▶ Your instructions
Format the rows starting at the line containing "Could you point out the tire" and ending at the line containing "<point>210,145</point>" as a Markdown table with columns Row and Line, numbering each row and leaving out blank lines.

▶ Task data
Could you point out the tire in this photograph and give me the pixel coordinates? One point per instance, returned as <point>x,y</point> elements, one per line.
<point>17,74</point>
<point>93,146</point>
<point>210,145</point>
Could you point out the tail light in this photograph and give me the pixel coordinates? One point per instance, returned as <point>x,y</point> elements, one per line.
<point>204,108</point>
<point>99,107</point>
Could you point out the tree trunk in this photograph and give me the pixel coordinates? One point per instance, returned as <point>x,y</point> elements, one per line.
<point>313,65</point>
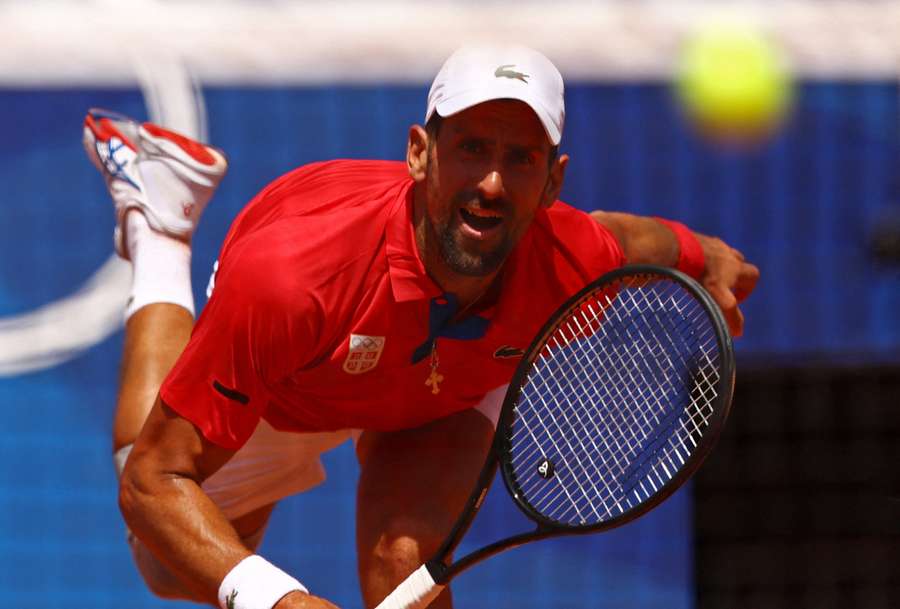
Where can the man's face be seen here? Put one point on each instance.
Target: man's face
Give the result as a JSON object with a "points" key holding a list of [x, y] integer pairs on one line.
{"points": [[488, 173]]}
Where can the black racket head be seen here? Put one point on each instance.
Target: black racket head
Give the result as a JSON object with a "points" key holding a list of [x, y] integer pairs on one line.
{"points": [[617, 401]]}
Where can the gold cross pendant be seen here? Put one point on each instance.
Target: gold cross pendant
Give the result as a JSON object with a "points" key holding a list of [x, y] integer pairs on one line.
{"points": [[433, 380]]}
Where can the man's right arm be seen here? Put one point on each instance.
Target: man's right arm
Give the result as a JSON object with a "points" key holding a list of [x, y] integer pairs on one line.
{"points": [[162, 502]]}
--
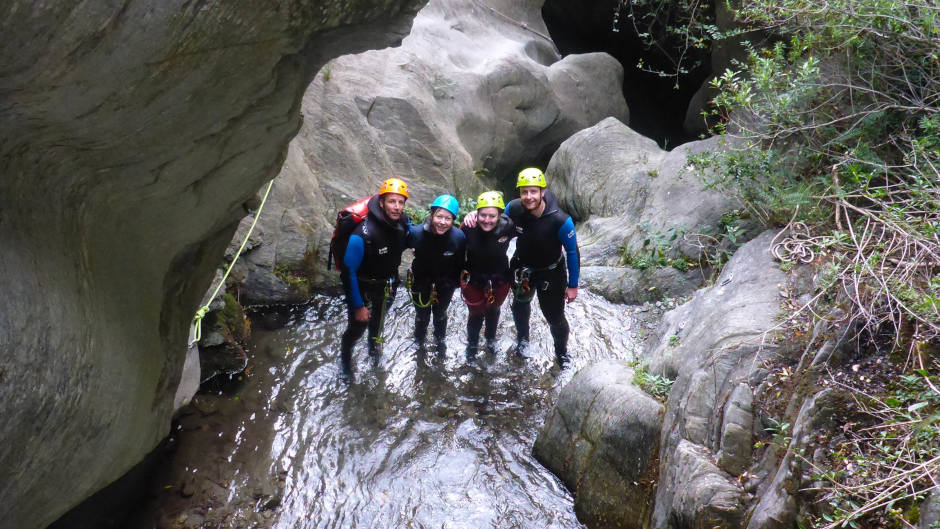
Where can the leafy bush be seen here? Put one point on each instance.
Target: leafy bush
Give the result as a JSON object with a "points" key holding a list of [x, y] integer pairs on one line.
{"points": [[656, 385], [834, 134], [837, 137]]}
---
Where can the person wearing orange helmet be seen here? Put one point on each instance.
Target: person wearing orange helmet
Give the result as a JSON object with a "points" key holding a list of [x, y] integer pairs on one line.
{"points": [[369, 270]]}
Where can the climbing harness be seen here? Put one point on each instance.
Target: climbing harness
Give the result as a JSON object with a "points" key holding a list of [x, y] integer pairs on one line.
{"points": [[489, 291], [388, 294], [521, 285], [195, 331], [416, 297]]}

▶ Result below
| Row | Line |
|---|---|
| 1 | Could you point out the tire in this photograph and give me the pixel coordinates? One point per instance, returned as <point>x,y</point> elements, one per line. |
| 2 | <point>17,74</point> |
| 3 | <point>93,146</point> |
| 4 | <point>210,145</point> |